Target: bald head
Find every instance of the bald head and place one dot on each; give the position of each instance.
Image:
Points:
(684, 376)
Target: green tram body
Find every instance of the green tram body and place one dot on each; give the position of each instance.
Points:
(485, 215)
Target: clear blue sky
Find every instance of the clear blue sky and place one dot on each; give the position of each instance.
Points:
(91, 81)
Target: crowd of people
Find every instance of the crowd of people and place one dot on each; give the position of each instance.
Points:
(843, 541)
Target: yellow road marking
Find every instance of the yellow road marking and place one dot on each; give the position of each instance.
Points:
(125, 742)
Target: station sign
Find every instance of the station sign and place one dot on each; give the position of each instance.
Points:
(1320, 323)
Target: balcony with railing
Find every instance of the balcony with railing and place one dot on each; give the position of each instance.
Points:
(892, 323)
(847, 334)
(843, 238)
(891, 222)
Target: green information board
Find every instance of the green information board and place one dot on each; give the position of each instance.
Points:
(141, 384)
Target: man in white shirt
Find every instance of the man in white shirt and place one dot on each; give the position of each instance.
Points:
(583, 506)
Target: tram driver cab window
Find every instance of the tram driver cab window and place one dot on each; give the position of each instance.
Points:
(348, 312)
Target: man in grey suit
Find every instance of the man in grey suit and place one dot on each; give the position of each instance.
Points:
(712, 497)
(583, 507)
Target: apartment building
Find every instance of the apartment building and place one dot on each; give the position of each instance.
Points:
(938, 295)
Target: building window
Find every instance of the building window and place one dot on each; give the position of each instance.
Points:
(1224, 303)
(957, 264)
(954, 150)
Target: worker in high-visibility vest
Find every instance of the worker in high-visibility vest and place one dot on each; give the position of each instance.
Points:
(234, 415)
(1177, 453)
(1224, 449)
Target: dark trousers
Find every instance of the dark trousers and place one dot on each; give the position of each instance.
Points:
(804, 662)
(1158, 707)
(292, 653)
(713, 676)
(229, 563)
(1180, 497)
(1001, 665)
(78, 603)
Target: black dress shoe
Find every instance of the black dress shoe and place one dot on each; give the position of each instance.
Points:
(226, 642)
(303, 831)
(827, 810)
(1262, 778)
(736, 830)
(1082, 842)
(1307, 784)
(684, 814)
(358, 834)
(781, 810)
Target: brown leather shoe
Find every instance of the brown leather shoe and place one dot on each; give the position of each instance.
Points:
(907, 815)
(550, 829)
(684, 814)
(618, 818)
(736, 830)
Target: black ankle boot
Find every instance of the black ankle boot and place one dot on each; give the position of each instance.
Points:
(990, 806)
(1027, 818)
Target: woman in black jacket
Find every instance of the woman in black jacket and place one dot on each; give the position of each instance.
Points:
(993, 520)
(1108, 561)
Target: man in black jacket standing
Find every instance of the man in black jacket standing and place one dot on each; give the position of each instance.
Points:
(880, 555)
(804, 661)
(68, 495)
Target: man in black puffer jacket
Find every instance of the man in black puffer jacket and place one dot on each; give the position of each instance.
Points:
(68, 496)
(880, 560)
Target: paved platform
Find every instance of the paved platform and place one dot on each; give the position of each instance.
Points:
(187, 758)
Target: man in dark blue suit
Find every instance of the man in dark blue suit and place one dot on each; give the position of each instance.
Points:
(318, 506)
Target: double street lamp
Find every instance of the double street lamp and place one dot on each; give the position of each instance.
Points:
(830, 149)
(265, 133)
━━━━━━━━━━━━━━━━━━━━━━━━━━━━━━
(DIRECTIONS): Copy exactly the lines that run from the one containing "Find every instance of the woman" to the last line of the listing, both included, and nothing more.

(WRITTEN ANSWER):
Find every instance of the woman in black jacket and place one dot on each; give the position of each instance.
Points:
(993, 520)
(1108, 561)
Target: man in black jacket standing
Find every instance of the man in black jacket standing and place one dot on each; give the position of each instance.
Points:
(880, 555)
(804, 661)
(68, 495)
Target: man in black puffer jacket
Find every instance of the man in black puffer jacket and place one dot on each; give the position of each instance.
Points:
(68, 496)
(880, 560)
Target: paved platform
Find every instance of the paved platform and place one dot on each; give the position of each instance.
Points:
(187, 758)
Target: man in dark blue suit
Find every instance of the man in dark blue suit and place one dot on each; give the position of each instance.
Points:
(318, 506)
Target: double street lamp
Find every instance of the double street lamp and place one dot on each; give the position of each instance.
Points:
(830, 149)
(265, 133)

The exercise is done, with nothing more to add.